- _任务目标 1_:
在下面的条目中收集所有含有字符串“paver”的行,逐行原样列出。

- _所给文本_:
↓
算法4第3章符号表的应用索引和稀疏矩阵

前面讲的符号表都是一个键对应一个值或多个键对应一个值,生活中还有很多应用需要一个键对应多个值,比如一个电影对应多个演员,这种结构被称为索引
下面的代码利用符号表实现索引和反向索引,可以把一个电影和多个演员关联,并且可以反过来把一个演员和多部电影关联起来
/*************************************************************************
 *  Compilation:  javac LookupIndex.java
 *  Execution:    java LookupIndex movies.txt "/"
 *  Dependencies: ST.java Queue.java In.java StdIn.java StdOut.java
 *  Data files:   http://algs4.cs.princeton.edu/35applications/aminoI.txt
 *                http://algs4.cs.princeton.edu/35applications/movies.txt
 *
 *  % java LookupIndex aminoI.txt ","
 *  Serine
 *    TCT
 *    TCA
 *    TCG
 *    AGT
 *    AGC
 *  TCG
 *    Serine
 *
 *  % java LookupIndex movies.txt "/"
 *  Bacon, Kevin
 *    Animal House (1978)
 *    Apollo 13 (1995)
 *    Beauty Shop (2005)
 *    Diner (1982)
 *    Few Good Men, A (1992)
 *    Flatliners (1990)
 *    Footloose (1984)
 *    Friday the 13th (1980)
 *    ...
 *  Tin Men (1987)
 *    DeBoy, David
 *    Blumenfeld, Alan
 *    ...
↑
[指点数据摘录]
↓
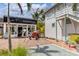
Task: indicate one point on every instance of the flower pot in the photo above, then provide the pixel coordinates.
(77, 47)
(72, 46)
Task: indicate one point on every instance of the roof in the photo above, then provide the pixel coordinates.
(20, 20)
(75, 18)
(52, 7)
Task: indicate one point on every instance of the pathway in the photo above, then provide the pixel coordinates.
(50, 50)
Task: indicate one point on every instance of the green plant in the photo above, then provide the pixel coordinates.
(77, 40)
(20, 51)
(4, 52)
(72, 42)
(74, 7)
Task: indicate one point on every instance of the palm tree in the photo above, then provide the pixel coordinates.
(9, 34)
(40, 17)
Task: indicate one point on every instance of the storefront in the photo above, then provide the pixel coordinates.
(19, 27)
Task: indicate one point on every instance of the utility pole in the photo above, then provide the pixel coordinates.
(9, 33)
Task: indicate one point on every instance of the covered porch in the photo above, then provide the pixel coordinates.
(17, 29)
(68, 24)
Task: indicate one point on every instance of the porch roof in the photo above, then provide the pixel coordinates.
(72, 17)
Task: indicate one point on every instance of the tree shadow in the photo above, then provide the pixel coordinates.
(44, 50)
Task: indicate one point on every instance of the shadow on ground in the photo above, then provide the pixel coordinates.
(44, 50)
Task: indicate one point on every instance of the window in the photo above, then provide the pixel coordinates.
(53, 24)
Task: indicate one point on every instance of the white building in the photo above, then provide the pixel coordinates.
(20, 27)
(61, 21)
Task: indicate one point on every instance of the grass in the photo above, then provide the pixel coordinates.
(19, 51)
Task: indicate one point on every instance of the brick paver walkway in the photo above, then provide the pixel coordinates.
(23, 42)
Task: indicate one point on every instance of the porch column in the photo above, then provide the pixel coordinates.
(35, 27)
(17, 30)
(56, 29)
(65, 29)
(27, 30)
(4, 28)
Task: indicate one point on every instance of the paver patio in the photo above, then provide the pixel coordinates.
(22, 42)
(50, 50)
(46, 46)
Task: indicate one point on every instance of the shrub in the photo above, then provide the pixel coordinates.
(72, 42)
(20, 51)
(4, 52)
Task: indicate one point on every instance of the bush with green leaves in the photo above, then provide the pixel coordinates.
(19, 51)
(4, 52)
(72, 42)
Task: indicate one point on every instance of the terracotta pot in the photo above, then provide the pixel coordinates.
(72, 46)
(77, 47)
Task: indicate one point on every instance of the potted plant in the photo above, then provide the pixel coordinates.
(72, 44)
(77, 45)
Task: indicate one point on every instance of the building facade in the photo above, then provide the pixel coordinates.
(19, 27)
(61, 20)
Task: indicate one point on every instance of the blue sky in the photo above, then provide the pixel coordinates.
(15, 11)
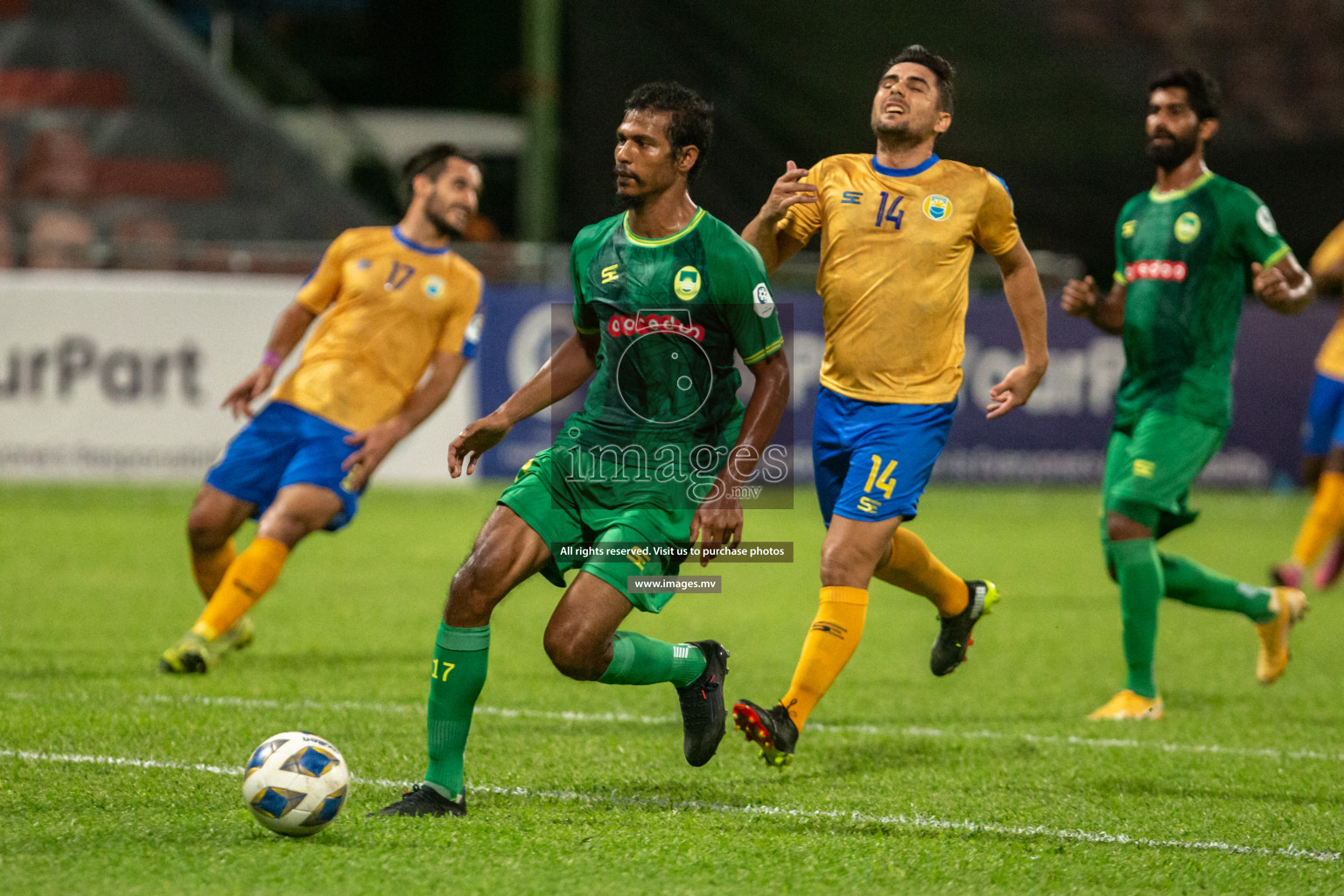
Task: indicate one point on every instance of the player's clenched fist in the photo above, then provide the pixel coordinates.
(788, 191)
(1080, 298)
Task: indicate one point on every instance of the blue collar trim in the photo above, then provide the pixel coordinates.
(409, 243)
(906, 172)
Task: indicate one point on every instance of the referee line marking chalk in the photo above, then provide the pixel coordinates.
(914, 820)
(892, 731)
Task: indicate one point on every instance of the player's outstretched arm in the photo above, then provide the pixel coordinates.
(718, 520)
(376, 442)
(774, 245)
(571, 364)
(1081, 298)
(284, 336)
(1026, 298)
(1285, 286)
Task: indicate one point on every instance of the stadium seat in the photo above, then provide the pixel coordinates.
(160, 178)
(57, 165)
(60, 240)
(144, 243)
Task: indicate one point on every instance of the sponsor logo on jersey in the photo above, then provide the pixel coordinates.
(1266, 220)
(937, 207)
(646, 324)
(687, 284)
(1171, 271)
(1187, 228)
(762, 301)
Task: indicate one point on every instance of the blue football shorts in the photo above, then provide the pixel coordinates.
(285, 444)
(1324, 424)
(872, 461)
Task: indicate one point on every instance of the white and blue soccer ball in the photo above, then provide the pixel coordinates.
(296, 783)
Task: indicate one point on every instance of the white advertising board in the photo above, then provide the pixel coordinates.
(118, 375)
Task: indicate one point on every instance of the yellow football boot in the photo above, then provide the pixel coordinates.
(1291, 606)
(1130, 705)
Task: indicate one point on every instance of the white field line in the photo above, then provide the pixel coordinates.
(915, 821)
(892, 731)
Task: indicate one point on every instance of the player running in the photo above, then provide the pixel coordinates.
(663, 296)
(1183, 251)
(1323, 441)
(396, 303)
(898, 230)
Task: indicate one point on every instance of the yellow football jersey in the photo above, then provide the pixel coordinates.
(1329, 360)
(388, 305)
(895, 251)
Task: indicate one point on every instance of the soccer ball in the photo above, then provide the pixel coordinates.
(296, 783)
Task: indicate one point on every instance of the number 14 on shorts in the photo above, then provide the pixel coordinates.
(880, 479)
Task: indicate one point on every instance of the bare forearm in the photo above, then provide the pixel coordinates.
(761, 419)
(571, 364)
(290, 329)
(1027, 303)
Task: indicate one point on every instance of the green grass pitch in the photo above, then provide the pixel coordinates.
(988, 780)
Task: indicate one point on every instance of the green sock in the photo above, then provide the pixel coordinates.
(1140, 575)
(639, 660)
(1199, 586)
(458, 676)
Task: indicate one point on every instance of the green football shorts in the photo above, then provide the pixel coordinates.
(1151, 468)
(567, 514)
↑
- _任务目标 2_:
将上面关于符号表索引的文本一字不改地完整写出。

- _输出结果 1_:
Task: indicate one point on every instance of the brick paver walkway in the photo above, then provide the pixel coordinates.
Task: indicate one point on every instance of the paver patio in the photo above, then provide the pixel coordinates.

- _输出结果 2_:
算法4第3章符号表的应用索引和稀疏矩阵

前面讲的符号表都是一个键对应一个值或多个键对应一个值,生活中还有很多应用需要一个键对应多个值,比如一个电影对应多个演员,这种结构被称为索引
下面的代码利用符号表实现索引和反向索引,可以把一个电影和多个演员关联,并且可以反过来把一个演员和多部电影关联起来
/*************************************************************************
 *  Compilation:  javac LookupIndex.java
 *  Execution:    java LookupIndex movies.txt "/"
 *  Dependencies: ST.java Queue.java In.java StdIn.java StdOut.java
 *  Data files:   http://algs4.cs.princeton.edu/35applications/aminoI.txt
 *                http://algs4.cs.princeton.edu/35applications/movies.txt
 *
 *  % java LookupIndex aminoI.txt ","
 *  Serine
 *    TCT
 *    TCA
 *    TCG
 *    AGT
 *    AGC
 *  TCG
 *    Serine
 *
 *  % java LookupIndex movies.txt "/"
 *  Bacon, Kevin
 *    Animal House (1978)
 *    Apollo 13 (1995)
 *    Beauty Shop (2005)
 *    Diner (1982)
 *    Few Good Men, A (1992)
 *    Flatliners (1990)
 *    Footloose (1984)
 *    Friday the 13th (1980)
 *    ...
 *  Tin Men (1987)
 *    DeBoy, David
 *    Blumenfeld, Alan
 *    ...